> GOAL OF THE EXERCISE
Rewrite the records starting at the line that contains "Target: blue sky" and ending at the last line, swapping "pediment" for "gable" and keeping everything else the same.

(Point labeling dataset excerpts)
|---|
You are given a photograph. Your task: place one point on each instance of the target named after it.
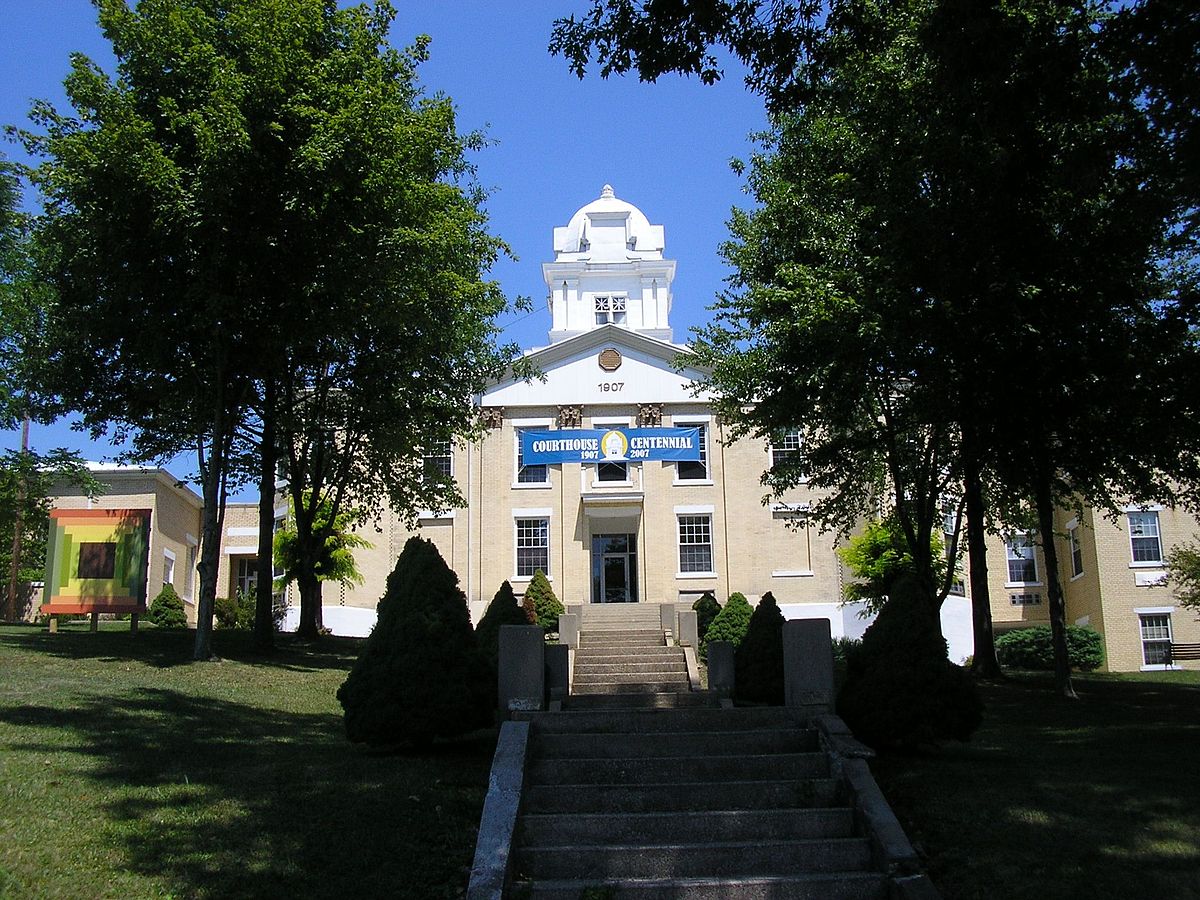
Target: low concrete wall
(493, 847)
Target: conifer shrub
(504, 610)
(167, 609)
(707, 610)
(730, 624)
(541, 605)
(900, 688)
(420, 673)
(759, 661)
(1033, 648)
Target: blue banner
(609, 445)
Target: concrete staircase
(685, 803)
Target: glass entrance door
(613, 569)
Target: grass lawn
(127, 771)
(1096, 798)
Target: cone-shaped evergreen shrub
(759, 663)
(420, 673)
(731, 623)
(504, 610)
(706, 611)
(167, 609)
(900, 687)
(540, 603)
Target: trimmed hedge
(759, 661)
(420, 673)
(167, 610)
(900, 688)
(707, 609)
(540, 603)
(1033, 648)
(731, 623)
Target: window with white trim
(1077, 552)
(1156, 637)
(610, 310)
(438, 459)
(537, 474)
(696, 544)
(247, 575)
(533, 546)
(1021, 556)
(785, 445)
(694, 469)
(1145, 541)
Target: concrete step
(808, 886)
(586, 828)
(666, 769)
(639, 687)
(683, 797)
(659, 701)
(684, 743)
(651, 720)
(654, 664)
(635, 675)
(715, 858)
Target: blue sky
(663, 147)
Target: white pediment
(574, 375)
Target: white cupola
(609, 269)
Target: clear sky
(557, 141)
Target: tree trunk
(264, 603)
(983, 661)
(310, 606)
(1054, 588)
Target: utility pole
(18, 525)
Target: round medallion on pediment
(610, 360)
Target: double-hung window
(533, 546)
(1156, 639)
(785, 445)
(696, 544)
(1023, 562)
(695, 469)
(1145, 541)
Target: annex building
(615, 478)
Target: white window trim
(1141, 642)
(517, 424)
(534, 513)
(691, 421)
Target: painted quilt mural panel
(96, 561)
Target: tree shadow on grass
(217, 798)
(1057, 798)
(163, 648)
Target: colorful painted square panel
(96, 561)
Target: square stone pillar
(808, 665)
(720, 669)
(569, 629)
(689, 629)
(522, 667)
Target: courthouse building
(613, 477)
|---|
> FULL ANSWER
Target: blue sky
(663, 147)
Target: white gable
(574, 375)
Target: white cupola
(609, 269)
Target: clear sky
(557, 141)
Target: tree trunk
(264, 603)
(983, 661)
(310, 606)
(1054, 588)
Target: utility pole
(18, 525)
Target: round medallion on gable
(610, 360)
Target: double-hung window
(533, 546)
(1156, 639)
(785, 445)
(696, 544)
(1023, 562)
(695, 469)
(1145, 541)
Target: annex building
(615, 478)
Target: white window trim
(1141, 642)
(517, 424)
(534, 513)
(691, 421)
Target: painted quilt mural panel
(96, 561)
Target: tree shadow on grass
(217, 798)
(1057, 798)
(163, 648)
Target: colorful painted square panel
(96, 561)
Target: square stone pillar
(808, 665)
(720, 669)
(569, 629)
(689, 629)
(522, 667)
Target: courthouse building
(613, 477)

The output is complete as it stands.